#### [Problem to work on]
Please copy word for word every line from the one containing "Where can you see the police car side" through the end of the rows below, inclusive.

[START]

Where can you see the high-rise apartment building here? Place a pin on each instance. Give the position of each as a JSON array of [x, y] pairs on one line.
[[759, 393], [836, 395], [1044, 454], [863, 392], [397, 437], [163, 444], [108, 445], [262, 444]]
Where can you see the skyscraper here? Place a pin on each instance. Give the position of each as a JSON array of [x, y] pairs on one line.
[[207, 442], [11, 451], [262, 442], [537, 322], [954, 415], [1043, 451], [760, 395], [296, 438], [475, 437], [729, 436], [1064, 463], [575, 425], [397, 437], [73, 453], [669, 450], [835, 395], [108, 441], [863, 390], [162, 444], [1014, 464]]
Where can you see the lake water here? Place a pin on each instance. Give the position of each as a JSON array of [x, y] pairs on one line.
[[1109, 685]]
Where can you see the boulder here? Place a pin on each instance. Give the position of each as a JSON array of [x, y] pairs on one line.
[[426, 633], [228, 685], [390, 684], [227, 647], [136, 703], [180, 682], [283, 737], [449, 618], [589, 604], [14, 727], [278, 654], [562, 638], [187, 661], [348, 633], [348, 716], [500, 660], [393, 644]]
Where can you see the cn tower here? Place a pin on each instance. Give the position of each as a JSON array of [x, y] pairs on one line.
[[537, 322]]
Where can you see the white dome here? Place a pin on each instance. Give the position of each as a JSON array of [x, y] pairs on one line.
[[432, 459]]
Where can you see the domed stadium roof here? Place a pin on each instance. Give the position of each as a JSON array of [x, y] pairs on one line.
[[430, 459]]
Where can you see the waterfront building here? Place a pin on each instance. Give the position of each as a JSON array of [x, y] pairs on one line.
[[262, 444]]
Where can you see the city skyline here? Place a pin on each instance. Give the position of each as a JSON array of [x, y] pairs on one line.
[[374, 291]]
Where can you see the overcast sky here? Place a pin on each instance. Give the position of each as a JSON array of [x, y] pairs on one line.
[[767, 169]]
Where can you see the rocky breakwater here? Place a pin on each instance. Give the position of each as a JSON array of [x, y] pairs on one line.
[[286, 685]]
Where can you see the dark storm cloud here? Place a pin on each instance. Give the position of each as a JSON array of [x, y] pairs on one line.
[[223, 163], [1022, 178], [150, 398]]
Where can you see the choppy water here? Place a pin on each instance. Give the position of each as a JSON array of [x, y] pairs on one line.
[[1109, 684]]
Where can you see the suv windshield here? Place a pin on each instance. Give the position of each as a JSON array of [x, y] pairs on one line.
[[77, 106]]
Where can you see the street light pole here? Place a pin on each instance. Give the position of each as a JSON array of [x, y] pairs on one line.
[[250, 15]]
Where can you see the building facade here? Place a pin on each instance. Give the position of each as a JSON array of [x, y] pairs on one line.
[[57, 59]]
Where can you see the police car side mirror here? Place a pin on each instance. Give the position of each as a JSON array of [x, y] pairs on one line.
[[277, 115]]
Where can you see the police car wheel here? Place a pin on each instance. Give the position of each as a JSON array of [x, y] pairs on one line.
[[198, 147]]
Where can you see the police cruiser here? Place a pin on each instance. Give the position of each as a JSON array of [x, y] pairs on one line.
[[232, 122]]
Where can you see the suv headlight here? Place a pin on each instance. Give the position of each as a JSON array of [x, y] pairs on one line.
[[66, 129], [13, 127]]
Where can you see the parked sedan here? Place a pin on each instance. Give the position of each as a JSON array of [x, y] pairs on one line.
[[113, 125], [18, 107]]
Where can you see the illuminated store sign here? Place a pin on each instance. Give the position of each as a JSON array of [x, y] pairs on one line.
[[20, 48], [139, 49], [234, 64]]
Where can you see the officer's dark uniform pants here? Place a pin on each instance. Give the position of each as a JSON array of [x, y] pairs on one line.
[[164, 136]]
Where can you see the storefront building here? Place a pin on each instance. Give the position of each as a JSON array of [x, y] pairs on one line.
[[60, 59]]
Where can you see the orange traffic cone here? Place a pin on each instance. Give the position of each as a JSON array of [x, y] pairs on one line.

[END]

#### [Exercise response]
Where can you see the police car side mirror here? Place a pin on each instance. Give the position of each as a JSON array of [x, y] pairs on one line.
[[277, 115]]
Where can you see the police car wheel here? Place a pin on each instance. Give the position of each as a JSON array of [x, y] pairs on one line.
[[198, 147]]
Where can you see the police cruiser here? Place a pin on each instance. Give the position of each as a JSON array of [x, y] pairs on one line.
[[232, 122]]
Where can you see the suv headlight here? Place a pin on each instance. Give the position of each as a JSON array of [x, y] pairs on one line.
[[66, 129], [13, 127]]
Where can you see the parked sedan here? Place a pin on each instance. Give the position of each as a JSON array of [x, y] pairs on one line.
[[113, 125], [18, 107]]
Where can you see the illuminated store sign here? Place a pin on each instance. Give the position of each as a JSON array of [x, y] pairs on one line.
[[20, 48], [139, 49], [234, 64]]
Where can you see the officer's dark uniform pants here? Place a pin on each instance. Give the position of each as a JSON array of [x, y] pairs on one line.
[[164, 136]]
Where can you see the storefront building here? Place a pin on each instance. Give the position of each as a JSON array of [x, y] pairs on one line.
[[60, 59]]
Where can you see the orange traffic cone here? Place a pin on each instance. Give the position of each as a JSON array of [x, y] pairs on one line.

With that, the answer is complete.